▸ **Exercise objective**: Return the entries exactly as they appear.

▸ **Records shown**:

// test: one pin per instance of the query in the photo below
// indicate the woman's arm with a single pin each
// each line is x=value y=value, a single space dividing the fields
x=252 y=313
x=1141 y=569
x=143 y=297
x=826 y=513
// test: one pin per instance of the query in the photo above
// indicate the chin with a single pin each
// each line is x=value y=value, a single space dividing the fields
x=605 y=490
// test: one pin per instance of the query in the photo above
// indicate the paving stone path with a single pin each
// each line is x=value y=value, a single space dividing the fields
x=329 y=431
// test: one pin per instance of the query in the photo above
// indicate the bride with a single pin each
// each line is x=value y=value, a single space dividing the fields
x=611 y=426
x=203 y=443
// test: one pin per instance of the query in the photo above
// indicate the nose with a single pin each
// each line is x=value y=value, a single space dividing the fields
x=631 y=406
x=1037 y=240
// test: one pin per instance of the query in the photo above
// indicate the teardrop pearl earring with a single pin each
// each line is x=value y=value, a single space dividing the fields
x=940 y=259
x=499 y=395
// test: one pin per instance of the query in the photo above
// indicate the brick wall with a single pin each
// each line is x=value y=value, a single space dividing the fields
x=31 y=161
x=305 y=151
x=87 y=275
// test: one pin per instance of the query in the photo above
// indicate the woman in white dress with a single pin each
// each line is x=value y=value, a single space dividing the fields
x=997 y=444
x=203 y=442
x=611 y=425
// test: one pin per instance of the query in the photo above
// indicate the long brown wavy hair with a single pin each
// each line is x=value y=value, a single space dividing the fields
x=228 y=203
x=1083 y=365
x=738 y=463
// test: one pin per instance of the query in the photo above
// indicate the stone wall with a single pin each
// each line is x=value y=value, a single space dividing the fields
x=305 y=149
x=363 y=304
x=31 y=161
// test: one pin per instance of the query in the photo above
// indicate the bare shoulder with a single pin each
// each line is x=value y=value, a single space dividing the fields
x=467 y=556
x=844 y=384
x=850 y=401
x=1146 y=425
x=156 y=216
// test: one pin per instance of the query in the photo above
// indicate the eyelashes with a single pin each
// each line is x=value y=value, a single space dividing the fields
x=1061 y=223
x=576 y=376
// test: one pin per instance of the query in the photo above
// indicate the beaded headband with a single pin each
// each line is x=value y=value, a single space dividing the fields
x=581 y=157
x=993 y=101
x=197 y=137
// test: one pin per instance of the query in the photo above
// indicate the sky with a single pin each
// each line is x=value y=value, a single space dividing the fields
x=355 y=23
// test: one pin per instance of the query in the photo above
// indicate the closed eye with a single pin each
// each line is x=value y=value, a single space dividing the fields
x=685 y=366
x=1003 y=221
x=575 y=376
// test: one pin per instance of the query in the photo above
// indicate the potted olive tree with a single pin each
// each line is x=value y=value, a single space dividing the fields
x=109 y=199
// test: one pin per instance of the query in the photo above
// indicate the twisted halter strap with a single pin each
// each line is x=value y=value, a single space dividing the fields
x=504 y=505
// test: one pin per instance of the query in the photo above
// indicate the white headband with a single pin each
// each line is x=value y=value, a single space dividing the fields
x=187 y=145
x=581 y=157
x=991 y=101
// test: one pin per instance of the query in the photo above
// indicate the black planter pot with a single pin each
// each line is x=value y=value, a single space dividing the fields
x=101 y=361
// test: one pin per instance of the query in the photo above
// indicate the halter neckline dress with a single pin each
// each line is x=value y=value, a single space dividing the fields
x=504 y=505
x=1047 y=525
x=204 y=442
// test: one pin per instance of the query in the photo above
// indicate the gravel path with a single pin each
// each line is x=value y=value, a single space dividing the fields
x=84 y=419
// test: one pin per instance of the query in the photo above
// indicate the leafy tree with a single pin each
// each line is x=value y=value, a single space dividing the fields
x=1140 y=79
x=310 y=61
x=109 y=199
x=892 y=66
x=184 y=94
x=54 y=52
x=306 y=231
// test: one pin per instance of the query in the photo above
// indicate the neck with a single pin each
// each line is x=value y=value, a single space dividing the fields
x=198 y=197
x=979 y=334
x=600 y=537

▸ **Written reply**:
// test: one pin per instance of the query in the photo below
// indicate the woman's arm with a single pin each
// each line is x=value y=value, a single space dividing the fields
x=252 y=313
x=1141 y=569
x=143 y=297
x=826 y=513
// test: one pin per instance of the query in the photo above
// indicate the chin with a single pin each
// each line is x=value y=value, a single space dividing the fields
x=605 y=490
// test: one pin per instance of the query in the photo above
// indicate the paving stone path with a single pin each
// each line is x=value y=value, a single space dividing the fields
x=329 y=431
// test: one pin per instance of the query in the photo above
// indicate the bride with a single pin each
// each line is x=value y=value, a single space dividing the fields
x=611 y=426
x=203 y=443
// test: one pin per instance of the query in the photo above
// indicate the nose with a single pin each
// each line is x=value y=value, a single space dividing the fields
x=631 y=406
x=1037 y=240
// test: one pin per instance of the query in the photo above
// indicate the teardrop pearl earring with a single pin each
// each line is x=value y=value, a single space dividing the fields
x=940 y=259
x=499 y=395
// test: one pin per instance of the query in the photo above
// indicate the brick wall with a single pin each
// each line is x=value y=value, a single space dividing the fields
x=31 y=161
x=305 y=151
x=87 y=275
// test: one pin per instance of the query in the photo above
// indicate the woman in white dress with a single pin each
// each line is x=value y=value, a single space dividing the fields
x=997 y=444
x=203 y=442
x=611 y=425
// test: one pin per instance of the query in the photo above
// indicate the long brown wavy hair with a single pin each
// each line is x=value y=value, a single space dividing the fields
x=228 y=203
x=1083 y=365
x=738 y=463
// test: one pin per instance of the query in the photo above
// indicate the stone wall with a single pin each
// each line is x=value y=value, a single space dividing the fields
x=305 y=149
x=363 y=304
x=31 y=161
// test: one pin per instance of the query in the photo above
// indicate the bare shoulder with a single pin each
// each line is x=value y=value, a single space dividing the fields
x=467 y=556
x=844 y=384
x=850 y=401
x=1146 y=425
x=156 y=216
// test: one pin per instance of the query in the photo above
// indicate the eyelashes with a single pin each
// each line is x=value y=value, a single space dividing the fields
x=1061 y=223
x=576 y=376
// test: one pin per instance of the query in the photo above
// indicate the beaded headband with a single pin each
// each line is x=value y=value, a single space dividing the fields
x=581 y=157
x=993 y=101
x=197 y=137
// test: one pin per instance of the query in the photo above
// indicate the sky with a single pin each
// each line is x=value y=value, a single space dividing the fields
x=355 y=23
// test: one pin per instance of the query in the photo above
// indicate the closed eye with a single pin each
// each line is x=value y=value, a single space dividing the fields
x=685 y=366
x=1003 y=221
x=575 y=376
// test: one pin per instance of the query in the photo above
// indicate the potted olive tree with a single pin each
// each line is x=value y=value, a single space dividing the fields
x=109 y=199
// test: one pin per instance of the query in the photo above
// indicate the twisted halter strap with a single pin each
// each line is x=value y=value, a single space dividing the fields
x=504 y=505
// test: one pin per instance of the query in the photo above
// indicate the white headband with a single pin each
// each line is x=value y=value, a single space dividing the fields
x=187 y=145
x=581 y=157
x=991 y=101
// test: one pin per instance of the query in the photo above
// indicate the black planter pot with a single pin each
// each line is x=value y=value, a single space dividing the fields
x=101 y=361
// test: one pin per instance of the query in the photo above
// indicate the halter neckline dress with a single pin each
// each line is x=value y=value, a single space dividing the fields
x=504 y=505
x=1047 y=525
x=204 y=442
// test: one pin per instance of the query in the photo above
// indicate the gravel path with a single pin each
// each line is x=value y=value, a single space dividing the fields
x=84 y=419
// test: one pin per instance of the query in the photo above
// indicate the leafy tree with a single pin each
// each line is x=value y=value, a single space dividing the fields
x=1140 y=79
x=310 y=61
x=109 y=199
x=892 y=66
x=184 y=94
x=54 y=52
x=306 y=231
// test: one pin per instance of the query in the photo above
// indicate the neck with a single pin each
// each line is x=value y=value, a single space dividing the fields
x=198 y=197
x=979 y=334
x=600 y=537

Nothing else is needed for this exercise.